* [Your goal]
From the entries below, please gather each line containing the string "ridge".

(Dataset items)

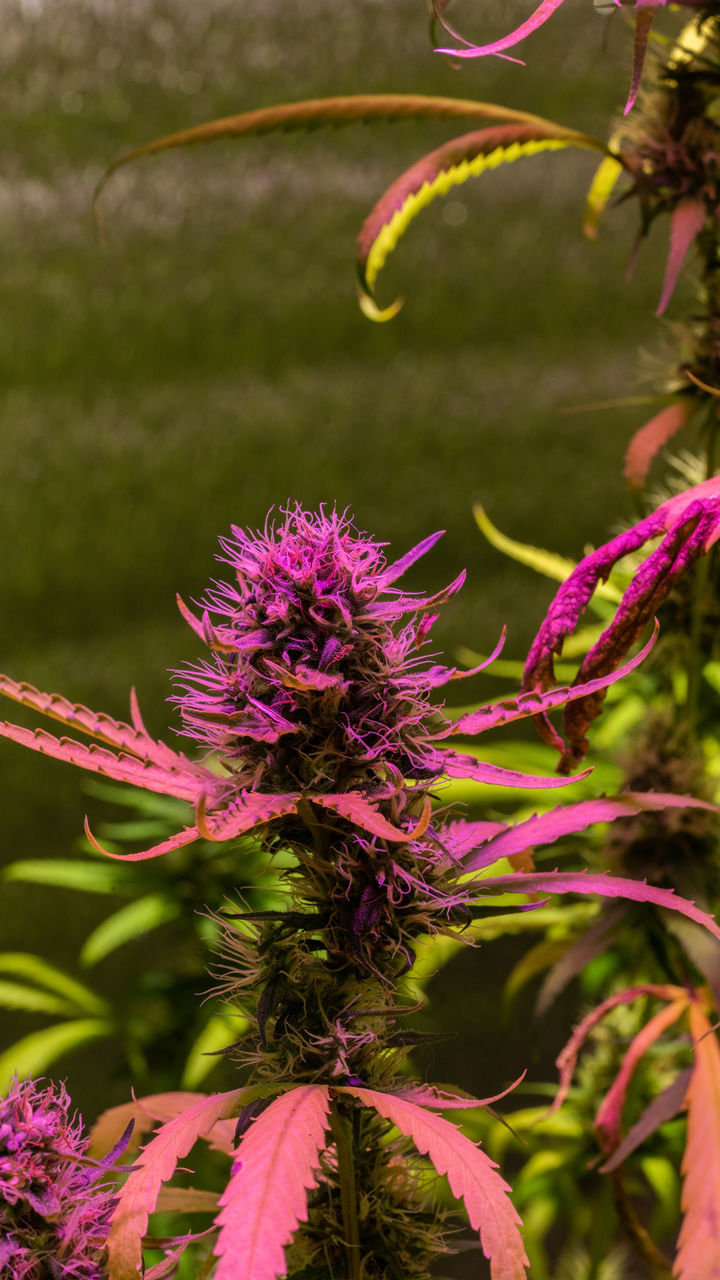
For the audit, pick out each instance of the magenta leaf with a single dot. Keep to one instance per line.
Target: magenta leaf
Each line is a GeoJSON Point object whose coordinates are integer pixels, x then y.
{"type": "Point", "coordinates": [698, 1243]}
{"type": "Point", "coordinates": [186, 784]}
{"type": "Point", "coordinates": [602, 883]}
{"type": "Point", "coordinates": [472, 1175]}
{"type": "Point", "coordinates": [542, 13]}
{"type": "Point", "coordinates": [568, 1056]}
{"type": "Point", "coordinates": [155, 1166]}
{"type": "Point", "coordinates": [456, 764]}
{"type": "Point", "coordinates": [651, 438]}
{"type": "Point", "coordinates": [686, 224]}
{"type": "Point", "coordinates": [352, 807]}
{"type": "Point", "coordinates": [267, 1197]}
{"type": "Point", "coordinates": [609, 1118]}
{"type": "Point", "coordinates": [545, 828]}
{"type": "Point", "coordinates": [664, 1107]}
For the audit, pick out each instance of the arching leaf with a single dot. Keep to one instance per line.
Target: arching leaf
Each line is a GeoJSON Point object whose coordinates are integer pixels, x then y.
{"type": "Point", "coordinates": [698, 1244]}
{"type": "Point", "coordinates": [472, 1175]}
{"type": "Point", "coordinates": [434, 176]}
{"type": "Point", "coordinates": [267, 1196]}
{"type": "Point", "coordinates": [155, 1166]}
{"type": "Point", "coordinates": [545, 828]}
{"type": "Point", "coordinates": [651, 438]}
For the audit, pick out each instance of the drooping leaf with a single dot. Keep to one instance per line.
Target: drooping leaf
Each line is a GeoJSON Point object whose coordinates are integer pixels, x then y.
{"type": "Point", "coordinates": [242, 813]}
{"type": "Point", "coordinates": [185, 784]}
{"type": "Point", "coordinates": [546, 828]}
{"type": "Point", "coordinates": [698, 1243]}
{"type": "Point", "coordinates": [267, 1196]}
{"type": "Point", "coordinates": [664, 1107]}
{"type": "Point", "coordinates": [686, 224]}
{"type": "Point", "coordinates": [144, 1114]}
{"type": "Point", "coordinates": [536, 703]}
{"type": "Point", "coordinates": [472, 1175]}
{"type": "Point", "coordinates": [130, 922]}
{"type": "Point", "coordinates": [541, 14]}
{"type": "Point", "coordinates": [23, 964]}
{"type": "Point", "coordinates": [651, 438]}
{"type": "Point", "coordinates": [568, 1056]}
{"type": "Point", "coordinates": [601, 883]}
{"type": "Point", "coordinates": [458, 764]}
{"type": "Point", "coordinates": [609, 1119]}
{"type": "Point", "coordinates": [359, 810]}
{"type": "Point", "coordinates": [155, 1166]}
{"type": "Point", "coordinates": [36, 1052]}
{"type": "Point", "coordinates": [434, 174]}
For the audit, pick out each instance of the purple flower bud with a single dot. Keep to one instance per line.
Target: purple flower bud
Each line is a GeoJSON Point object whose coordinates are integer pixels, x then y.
{"type": "Point", "coordinates": [54, 1210]}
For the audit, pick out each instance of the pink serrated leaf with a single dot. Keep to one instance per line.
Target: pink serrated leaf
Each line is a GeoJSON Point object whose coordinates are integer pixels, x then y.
{"type": "Point", "coordinates": [698, 1243]}
{"type": "Point", "coordinates": [242, 813]}
{"type": "Point", "coordinates": [664, 1107]}
{"type": "Point", "coordinates": [144, 1112]}
{"type": "Point", "coordinates": [267, 1196]}
{"type": "Point", "coordinates": [472, 1175]}
{"type": "Point", "coordinates": [541, 14]}
{"type": "Point", "coordinates": [609, 1119]}
{"type": "Point", "coordinates": [545, 828]}
{"type": "Point", "coordinates": [686, 224]}
{"type": "Point", "coordinates": [187, 836]}
{"type": "Point", "coordinates": [356, 809]}
{"type": "Point", "coordinates": [536, 702]}
{"type": "Point", "coordinates": [601, 883]}
{"type": "Point", "coordinates": [568, 1056]}
{"type": "Point", "coordinates": [650, 439]}
{"type": "Point", "coordinates": [185, 782]}
{"type": "Point", "coordinates": [154, 1168]}
{"type": "Point", "coordinates": [459, 766]}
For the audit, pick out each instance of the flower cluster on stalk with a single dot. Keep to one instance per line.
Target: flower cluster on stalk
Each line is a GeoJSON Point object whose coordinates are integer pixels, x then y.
{"type": "Point", "coordinates": [54, 1210]}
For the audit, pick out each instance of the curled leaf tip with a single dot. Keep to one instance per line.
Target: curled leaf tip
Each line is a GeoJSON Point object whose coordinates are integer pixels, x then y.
{"type": "Point", "coordinates": [370, 309]}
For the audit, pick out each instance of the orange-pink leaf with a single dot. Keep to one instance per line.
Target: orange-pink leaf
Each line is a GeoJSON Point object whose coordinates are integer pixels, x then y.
{"type": "Point", "coordinates": [472, 1175]}
{"type": "Point", "coordinates": [154, 1168]}
{"type": "Point", "coordinates": [651, 438]}
{"type": "Point", "coordinates": [267, 1196]}
{"type": "Point", "coordinates": [609, 1118]}
{"type": "Point", "coordinates": [698, 1244]}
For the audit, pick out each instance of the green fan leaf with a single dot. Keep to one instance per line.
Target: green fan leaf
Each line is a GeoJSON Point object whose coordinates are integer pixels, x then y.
{"type": "Point", "coordinates": [68, 873]}
{"type": "Point", "coordinates": [434, 174]}
{"type": "Point", "coordinates": [36, 1052]}
{"type": "Point", "coordinates": [319, 113]}
{"type": "Point", "coordinates": [218, 1032]}
{"type": "Point", "coordinates": [130, 922]}
{"type": "Point", "coordinates": [45, 974]}
{"type": "Point", "coordinates": [16, 995]}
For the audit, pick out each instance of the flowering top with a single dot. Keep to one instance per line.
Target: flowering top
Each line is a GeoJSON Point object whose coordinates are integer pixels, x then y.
{"type": "Point", "coordinates": [54, 1217]}
{"type": "Point", "coordinates": [308, 681]}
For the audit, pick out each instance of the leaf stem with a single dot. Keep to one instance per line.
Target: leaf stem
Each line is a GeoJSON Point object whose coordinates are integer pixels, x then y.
{"type": "Point", "coordinates": [341, 1128]}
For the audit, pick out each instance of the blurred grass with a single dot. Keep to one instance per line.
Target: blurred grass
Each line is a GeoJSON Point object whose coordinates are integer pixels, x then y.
{"type": "Point", "coordinates": [212, 361]}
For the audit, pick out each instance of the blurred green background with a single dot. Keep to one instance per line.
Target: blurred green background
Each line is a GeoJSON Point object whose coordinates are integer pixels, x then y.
{"type": "Point", "coordinates": [212, 360]}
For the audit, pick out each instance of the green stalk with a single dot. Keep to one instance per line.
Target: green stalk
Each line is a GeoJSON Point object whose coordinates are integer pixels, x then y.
{"type": "Point", "coordinates": [342, 1133]}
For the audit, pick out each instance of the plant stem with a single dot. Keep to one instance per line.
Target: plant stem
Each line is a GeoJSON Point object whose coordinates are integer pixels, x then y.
{"type": "Point", "coordinates": [341, 1128]}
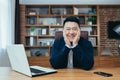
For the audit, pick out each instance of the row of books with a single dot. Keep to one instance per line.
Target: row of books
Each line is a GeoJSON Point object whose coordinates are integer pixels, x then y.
{"type": "Point", "coordinates": [43, 31]}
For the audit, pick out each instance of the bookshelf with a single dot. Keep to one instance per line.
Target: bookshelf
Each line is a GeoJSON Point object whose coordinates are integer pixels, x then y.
{"type": "Point", "coordinates": [39, 23]}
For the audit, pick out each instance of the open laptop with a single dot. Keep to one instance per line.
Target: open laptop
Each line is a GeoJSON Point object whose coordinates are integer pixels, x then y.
{"type": "Point", "coordinates": [19, 62]}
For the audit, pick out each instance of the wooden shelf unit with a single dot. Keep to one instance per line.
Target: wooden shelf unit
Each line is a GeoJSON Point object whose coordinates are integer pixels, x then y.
{"type": "Point", "coordinates": [49, 18]}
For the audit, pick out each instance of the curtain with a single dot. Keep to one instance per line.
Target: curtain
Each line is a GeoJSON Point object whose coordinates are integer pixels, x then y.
{"type": "Point", "coordinates": [6, 29]}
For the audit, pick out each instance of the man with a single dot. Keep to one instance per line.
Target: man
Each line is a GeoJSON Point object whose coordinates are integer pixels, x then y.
{"type": "Point", "coordinates": [80, 49]}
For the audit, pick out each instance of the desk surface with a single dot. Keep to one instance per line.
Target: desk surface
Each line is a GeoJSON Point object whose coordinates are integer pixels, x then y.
{"type": "Point", "coordinates": [63, 74]}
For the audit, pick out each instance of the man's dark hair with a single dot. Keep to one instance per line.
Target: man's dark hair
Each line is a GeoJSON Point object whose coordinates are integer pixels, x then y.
{"type": "Point", "coordinates": [72, 19]}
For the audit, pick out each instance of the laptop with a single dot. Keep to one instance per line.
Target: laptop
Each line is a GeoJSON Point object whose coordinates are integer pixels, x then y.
{"type": "Point", "coordinates": [19, 62]}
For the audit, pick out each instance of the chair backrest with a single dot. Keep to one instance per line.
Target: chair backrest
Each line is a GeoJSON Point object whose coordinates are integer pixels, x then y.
{"type": "Point", "coordinates": [59, 34]}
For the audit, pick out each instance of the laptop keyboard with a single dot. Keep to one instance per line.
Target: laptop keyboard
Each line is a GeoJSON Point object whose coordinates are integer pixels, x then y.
{"type": "Point", "coordinates": [36, 70]}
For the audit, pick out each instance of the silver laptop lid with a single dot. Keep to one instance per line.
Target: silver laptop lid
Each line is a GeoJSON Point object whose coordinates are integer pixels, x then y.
{"type": "Point", "coordinates": [18, 59]}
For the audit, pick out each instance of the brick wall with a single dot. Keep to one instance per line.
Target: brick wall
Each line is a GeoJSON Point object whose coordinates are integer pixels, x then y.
{"type": "Point", "coordinates": [109, 14]}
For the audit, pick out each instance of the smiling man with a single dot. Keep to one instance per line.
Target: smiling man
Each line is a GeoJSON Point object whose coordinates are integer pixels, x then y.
{"type": "Point", "coordinates": [72, 51]}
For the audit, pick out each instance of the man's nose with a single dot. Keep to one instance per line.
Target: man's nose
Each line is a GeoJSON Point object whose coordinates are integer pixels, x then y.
{"type": "Point", "coordinates": [71, 31]}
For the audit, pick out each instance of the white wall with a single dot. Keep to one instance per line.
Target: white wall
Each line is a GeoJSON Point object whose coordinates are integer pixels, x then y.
{"type": "Point", "coordinates": [7, 14]}
{"type": "Point", "coordinates": [69, 1]}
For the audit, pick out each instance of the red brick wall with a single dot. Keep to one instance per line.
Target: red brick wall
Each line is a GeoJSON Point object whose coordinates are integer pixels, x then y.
{"type": "Point", "coordinates": [109, 14]}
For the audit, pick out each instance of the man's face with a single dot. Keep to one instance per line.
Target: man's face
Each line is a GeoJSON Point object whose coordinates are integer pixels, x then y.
{"type": "Point", "coordinates": [70, 30]}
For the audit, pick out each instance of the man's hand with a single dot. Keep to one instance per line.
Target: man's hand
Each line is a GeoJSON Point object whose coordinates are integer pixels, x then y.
{"type": "Point", "coordinates": [67, 41]}
{"type": "Point", "coordinates": [77, 38]}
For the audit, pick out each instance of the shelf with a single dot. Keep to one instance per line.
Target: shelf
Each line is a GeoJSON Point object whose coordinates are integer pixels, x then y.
{"type": "Point", "coordinates": [47, 19]}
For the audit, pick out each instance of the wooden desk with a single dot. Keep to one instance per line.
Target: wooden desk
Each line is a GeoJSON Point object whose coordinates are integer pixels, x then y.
{"type": "Point", "coordinates": [63, 74]}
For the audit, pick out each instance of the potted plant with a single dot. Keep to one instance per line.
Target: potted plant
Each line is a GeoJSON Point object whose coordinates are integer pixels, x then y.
{"type": "Point", "coordinates": [90, 20]}
{"type": "Point", "coordinates": [32, 30]}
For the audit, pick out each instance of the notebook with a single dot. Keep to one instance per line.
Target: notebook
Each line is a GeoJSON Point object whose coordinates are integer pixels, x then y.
{"type": "Point", "coordinates": [19, 62]}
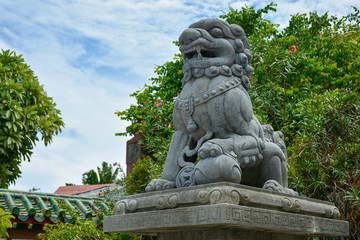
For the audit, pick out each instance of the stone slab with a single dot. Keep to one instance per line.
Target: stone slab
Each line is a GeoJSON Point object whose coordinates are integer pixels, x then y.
{"type": "Point", "coordinates": [224, 215]}
{"type": "Point", "coordinates": [224, 206]}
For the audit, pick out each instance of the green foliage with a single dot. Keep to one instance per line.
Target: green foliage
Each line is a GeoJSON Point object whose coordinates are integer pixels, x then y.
{"type": "Point", "coordinates": [26, 112]}
{"type": "Point", "coordinates": [251, 21]}
{"type": "Point", "coordinates": [306, 84]}
{"type": "Point", "coordinates": [5, 223]}
{"type": "Point", "coordinates": [105, 174]}
{"type": "Point", "coordinates": [152, 119]}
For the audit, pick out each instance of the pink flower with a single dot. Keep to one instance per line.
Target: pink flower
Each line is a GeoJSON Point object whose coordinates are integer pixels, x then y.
{"type": "Point", "coordinates": [292, 49]}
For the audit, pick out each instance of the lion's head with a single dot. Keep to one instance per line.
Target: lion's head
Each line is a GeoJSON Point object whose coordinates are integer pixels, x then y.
{"type": "Point", "coordinates": [211, 47]}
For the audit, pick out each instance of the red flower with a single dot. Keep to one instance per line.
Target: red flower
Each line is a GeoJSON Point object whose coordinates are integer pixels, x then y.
{"type": "Point", "coordinates": [292, 49]}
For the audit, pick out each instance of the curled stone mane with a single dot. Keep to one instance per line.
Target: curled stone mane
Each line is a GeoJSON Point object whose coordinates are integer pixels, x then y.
{"type": "Point", "coordinates": [217, 30]}
{"type": "Point", "coordinates": [217, 136]}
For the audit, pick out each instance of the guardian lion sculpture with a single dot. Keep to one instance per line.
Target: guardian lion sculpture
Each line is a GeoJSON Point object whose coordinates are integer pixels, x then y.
{"type": "Point", "coordinates": [217, 137]}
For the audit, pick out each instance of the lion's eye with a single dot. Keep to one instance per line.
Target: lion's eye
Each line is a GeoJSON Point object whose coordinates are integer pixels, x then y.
{"type": "Point", "coordinates": [216, 32]}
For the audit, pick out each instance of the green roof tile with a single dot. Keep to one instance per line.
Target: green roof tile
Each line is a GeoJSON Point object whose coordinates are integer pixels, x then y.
{"type": "Point", "coordinates": [44, 206]}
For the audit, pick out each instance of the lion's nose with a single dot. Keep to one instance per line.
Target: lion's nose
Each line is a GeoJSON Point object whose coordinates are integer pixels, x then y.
{"type": "Point", "coordinates": [189, 35]}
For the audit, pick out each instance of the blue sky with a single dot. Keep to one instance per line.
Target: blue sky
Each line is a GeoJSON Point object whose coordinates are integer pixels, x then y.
{"type": "Point", "coordinates": [90, 55]}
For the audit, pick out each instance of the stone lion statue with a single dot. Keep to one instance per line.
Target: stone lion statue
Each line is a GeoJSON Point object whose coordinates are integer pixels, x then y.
{"type": "Point", "coordinates": [217, 137]}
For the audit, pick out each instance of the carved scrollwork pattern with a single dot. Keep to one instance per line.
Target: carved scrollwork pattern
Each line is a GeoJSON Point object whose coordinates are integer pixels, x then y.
{"type": "Point", "coordinates": [125, 206]}
{"type": "Point", "coordinates": [167, 201]}
{"type": "Point", "coordinates": [290, 204]}
{"type": "Point", "coordinates": [214, 196]}
{"type": "Point", "coordinates": [332, 212]}
{"type": "Point", "coordinates": [238, 197]}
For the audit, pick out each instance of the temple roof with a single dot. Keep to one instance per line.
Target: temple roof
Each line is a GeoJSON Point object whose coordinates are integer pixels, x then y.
{"type": "Point", "coordinates": [42, 208]}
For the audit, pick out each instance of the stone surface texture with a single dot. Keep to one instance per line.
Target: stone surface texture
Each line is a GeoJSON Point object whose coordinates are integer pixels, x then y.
{"type": "Point", "coordinates": [213, 117]}
{"type": "Point", "coordinates": [227, 210]}
{"type": "Point", "coordinates": [225, 175]}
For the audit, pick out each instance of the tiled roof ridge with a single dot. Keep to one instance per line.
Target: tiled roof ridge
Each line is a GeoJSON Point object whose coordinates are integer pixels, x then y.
{"type": "Point", "coordinates": [76, 189]}
{"type": "Point", "coordinates": [40, 208]}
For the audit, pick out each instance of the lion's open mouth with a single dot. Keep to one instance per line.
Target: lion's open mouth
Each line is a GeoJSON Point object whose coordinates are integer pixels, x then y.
{"type": "Point", "coordinates": [198, 52]}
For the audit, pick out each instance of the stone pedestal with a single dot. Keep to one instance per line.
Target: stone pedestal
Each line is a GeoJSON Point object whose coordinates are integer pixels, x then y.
{"type": "Point", "coordinates": [225, 211]}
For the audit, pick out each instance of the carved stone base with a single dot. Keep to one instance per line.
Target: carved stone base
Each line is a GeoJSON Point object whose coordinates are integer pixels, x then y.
{"type": "Point", "coordinates": [225, 211]}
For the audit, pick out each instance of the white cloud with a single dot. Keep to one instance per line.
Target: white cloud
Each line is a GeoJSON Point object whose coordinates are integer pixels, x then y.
{"type": "Point", "coordinates": [90, 55]}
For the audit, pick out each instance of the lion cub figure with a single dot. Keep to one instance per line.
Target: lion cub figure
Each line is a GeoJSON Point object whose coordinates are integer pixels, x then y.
{"type": "Point", "coordinates": [213, 117]}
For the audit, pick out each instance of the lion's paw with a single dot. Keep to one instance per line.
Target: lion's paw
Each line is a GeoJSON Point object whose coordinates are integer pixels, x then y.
{"type": "Point", "coordinates": [215, 148]}
{"type": "Point", "coordinates": [251, 161]}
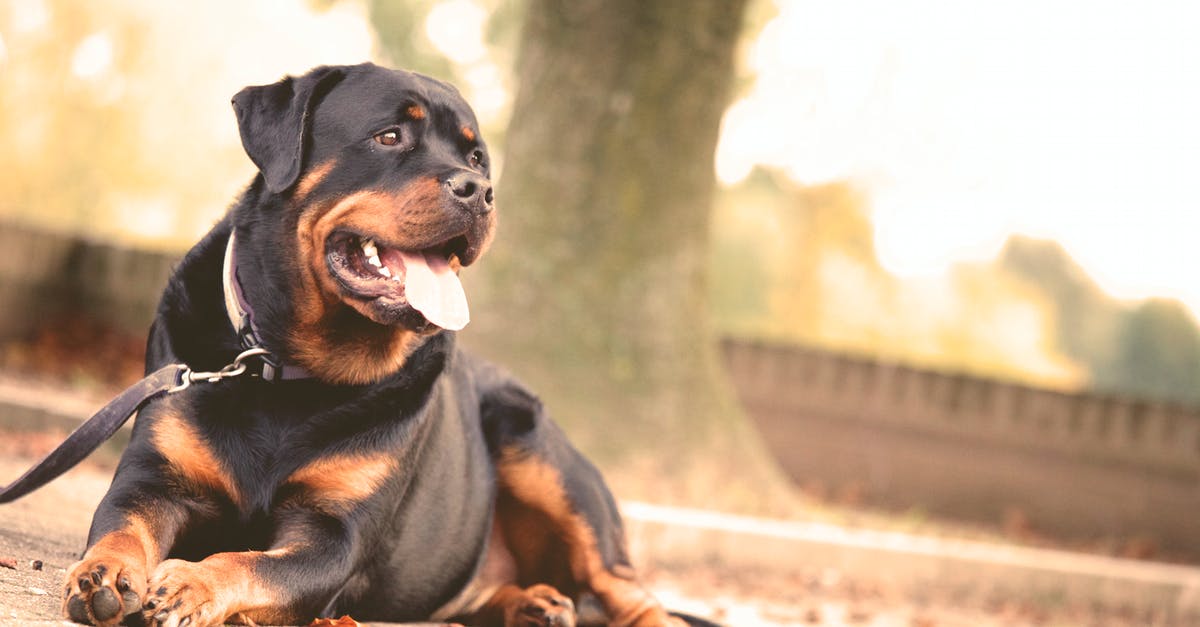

* [Task answer]
For the audit, pick out each instance of the tiled roof ridge with a single dot. Keep to one instance per line.
Target: tiled roof ridge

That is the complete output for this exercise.